== Exercise task ==
Reproduce the passage on reputation systems word for word, covering everything from "Existing multi-agent approaches" down to "reviewed as follows.".

== Text segment ==
────────
To develop this paper, Section 2 reviews the literature, and then we formalize the concepts, assumptions, and rules defined in Section 3. Section 4 details our main idea and algorithms based on impression-based theory. Section 5 illustrates the performances of our strategy through two general sets of experiments. Finally, we conclude this paper with our continuing research plans.

2 Related work

In centralized reputation systems, seller’s reputation is usually estimated according to reviewers’ ratings. As the central mechanism does not know the exact quality of the sellers’ products, it is difficult to discriminate the honesty of reviewers and then accurately estimate a reputation value for the sellers under various attacks [11]. To solve this problem, many filtering approaches have been designed and adopted (even though most of them are trade secrets of electronic commerce companies). There are two general types of existing approaches, namely, data mining and multi-agent methods. The former methods focus on analyzing real data for training an accurate classifier. The latter methods concentrate on generating simulation data and testing the performance of strategies in some extreme environments. These data mining methods first obtain the characteristics of reviewers’ linguistic, behaviors, and social relationship. Then they design supervised, unsupervised, or semi-supervised machine learning methods such as Mukherjee’s strategy [8], SpEagle [9], or SpEagle+ [9], to classify whether a review is true or false and whether a reviewer is honest or dishonest. In contrast, our IBS strategy focus on filtering out fake reviewers for better evaluating sellers’ reputations.

Existing multi-agent approaches can be divided into three categories, namely aggregation methods, filtering methods, and incentive methods. These methods are briefly reviewed as follows.

  1. (1)

    Aggregation methods: These kind of methods are widely used by companies such as eBay, Amazon, and so on since the emergence of electronic markets. Though aggregation methods are playing effective roles in evaluating sellers, they are vulnerable to various reputation attacks. To improve robustness of these kinds of methods, there are many researches. We can trace back to the Sporas model [12] that considered reviewers’ reputation in the process of reputation accumulation. In addition, to prevent collusion, when two agents review each other many times, only the most recent rating is considered. The model ignores the possibility of repeated trading between two traders. Furthermore, the model does not take into account the timeliness of ratings. This model is only resilient to Whitewashing and Collusive attacks, but not Sybil or Camouflage attacks. To improve the Sporas model, Guo et al. [13] proposed the E-Sporas model, which considers also the influence of the transaction volume and the number of transactions. At the same time, a penalty factor is introduced into E-Sporas to realize the phenomenon of “slow rise and fast decline” regarding reputation. Based on traditional reputation accumulation models, Ji et al. [14] proposed a model called AARE, which further introduced incentive mechanisms to defend all common attacks in monopoly market. However, whether this model is effective in non-monopoly market or not needs further verification.

  2. (2)
────────
[Object pointing dataset rows]
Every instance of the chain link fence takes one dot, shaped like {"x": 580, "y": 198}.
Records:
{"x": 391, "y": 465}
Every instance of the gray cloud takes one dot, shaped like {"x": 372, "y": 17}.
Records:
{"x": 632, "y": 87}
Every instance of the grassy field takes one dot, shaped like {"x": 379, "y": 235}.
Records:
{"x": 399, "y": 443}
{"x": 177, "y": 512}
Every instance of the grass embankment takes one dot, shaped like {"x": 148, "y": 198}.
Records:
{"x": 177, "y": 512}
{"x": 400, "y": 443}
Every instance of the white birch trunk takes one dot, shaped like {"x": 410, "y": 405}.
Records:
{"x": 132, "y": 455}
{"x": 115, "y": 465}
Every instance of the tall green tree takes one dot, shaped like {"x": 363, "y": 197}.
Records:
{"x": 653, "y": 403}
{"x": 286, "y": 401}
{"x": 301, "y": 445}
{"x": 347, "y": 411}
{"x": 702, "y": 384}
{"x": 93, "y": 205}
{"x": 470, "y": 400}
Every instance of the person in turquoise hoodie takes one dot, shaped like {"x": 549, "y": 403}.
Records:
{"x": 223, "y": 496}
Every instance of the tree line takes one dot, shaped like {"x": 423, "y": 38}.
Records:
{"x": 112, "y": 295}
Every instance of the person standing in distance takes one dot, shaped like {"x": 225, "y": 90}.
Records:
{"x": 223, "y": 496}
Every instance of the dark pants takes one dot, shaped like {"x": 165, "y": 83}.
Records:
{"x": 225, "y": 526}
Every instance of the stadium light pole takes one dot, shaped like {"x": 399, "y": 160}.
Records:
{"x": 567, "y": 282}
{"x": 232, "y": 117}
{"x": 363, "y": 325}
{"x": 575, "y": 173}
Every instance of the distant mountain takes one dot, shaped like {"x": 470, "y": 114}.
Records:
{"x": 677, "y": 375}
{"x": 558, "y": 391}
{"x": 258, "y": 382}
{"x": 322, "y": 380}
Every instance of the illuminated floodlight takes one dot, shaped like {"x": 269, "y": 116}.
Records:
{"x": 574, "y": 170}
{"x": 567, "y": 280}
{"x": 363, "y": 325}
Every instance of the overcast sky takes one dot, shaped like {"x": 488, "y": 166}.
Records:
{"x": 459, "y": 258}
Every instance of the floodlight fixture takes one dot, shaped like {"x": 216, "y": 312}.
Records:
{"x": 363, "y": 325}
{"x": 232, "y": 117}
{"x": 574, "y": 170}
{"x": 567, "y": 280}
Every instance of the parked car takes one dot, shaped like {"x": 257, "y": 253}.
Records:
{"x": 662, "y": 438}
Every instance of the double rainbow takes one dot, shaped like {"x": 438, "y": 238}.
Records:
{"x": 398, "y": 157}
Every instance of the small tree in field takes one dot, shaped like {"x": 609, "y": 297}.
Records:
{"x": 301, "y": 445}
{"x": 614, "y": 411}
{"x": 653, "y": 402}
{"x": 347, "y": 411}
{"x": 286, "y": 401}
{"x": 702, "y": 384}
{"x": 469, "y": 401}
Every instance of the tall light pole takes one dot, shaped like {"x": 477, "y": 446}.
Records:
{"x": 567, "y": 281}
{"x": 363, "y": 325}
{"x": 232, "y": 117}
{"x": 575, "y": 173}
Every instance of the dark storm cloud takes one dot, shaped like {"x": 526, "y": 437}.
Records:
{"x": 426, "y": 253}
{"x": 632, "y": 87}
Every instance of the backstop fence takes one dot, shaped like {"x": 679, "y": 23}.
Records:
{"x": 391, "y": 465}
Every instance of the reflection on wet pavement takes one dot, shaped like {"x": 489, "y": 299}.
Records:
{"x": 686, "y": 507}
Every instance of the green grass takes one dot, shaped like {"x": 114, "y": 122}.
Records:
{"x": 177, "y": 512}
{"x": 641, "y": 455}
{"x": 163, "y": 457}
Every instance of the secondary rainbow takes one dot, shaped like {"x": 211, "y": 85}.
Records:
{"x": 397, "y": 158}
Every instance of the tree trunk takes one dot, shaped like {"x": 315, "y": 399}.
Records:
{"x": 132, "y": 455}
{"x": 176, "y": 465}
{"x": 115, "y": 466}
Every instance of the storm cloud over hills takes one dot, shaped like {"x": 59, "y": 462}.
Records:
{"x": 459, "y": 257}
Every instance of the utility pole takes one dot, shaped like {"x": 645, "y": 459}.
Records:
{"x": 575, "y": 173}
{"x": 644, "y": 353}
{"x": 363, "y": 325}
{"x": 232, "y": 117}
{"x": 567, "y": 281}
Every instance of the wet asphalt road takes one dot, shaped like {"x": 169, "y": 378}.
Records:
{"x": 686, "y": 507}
────────
== Result below ==
Existing multi-agent approaches can be divided into three categories, namely aggregation methods, filtering methods, and incentive methods. These methods are briefly reviewed as follows.